HOW TO COMPLETE THIS TASK:
Copy the lines from the start of the records below through the line containing "Referring to the image provided above, detect", both included, and leave out the pictures.

DATA SECTION:
'''

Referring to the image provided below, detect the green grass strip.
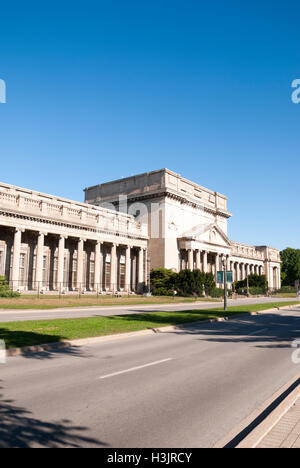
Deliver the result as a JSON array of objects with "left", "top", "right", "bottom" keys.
[{"left": 0, "top": 301, "right": 298, "bottom": 349}]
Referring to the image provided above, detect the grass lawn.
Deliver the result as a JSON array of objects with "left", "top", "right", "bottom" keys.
[
  {"left": 271, "top": 293, "right": 298, "bottom": 298},
  {"left": 0, "top": 301, "right": 298, "bottom": 349},
  {"left": 0, "top": 295, "right": 220, "bottom": 310}
]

'''

RESPONSE TO THE EXERCISE:
Referring to the image provided below, detect the green grass strip.
Deliver the result as a JSON array of objects with "left", "top", "right", "bottom" keys.
[{"left": 0, "top": 301, "right": 298, "bottom": 349}]
Referring to the image provided above, detect the grass lawn.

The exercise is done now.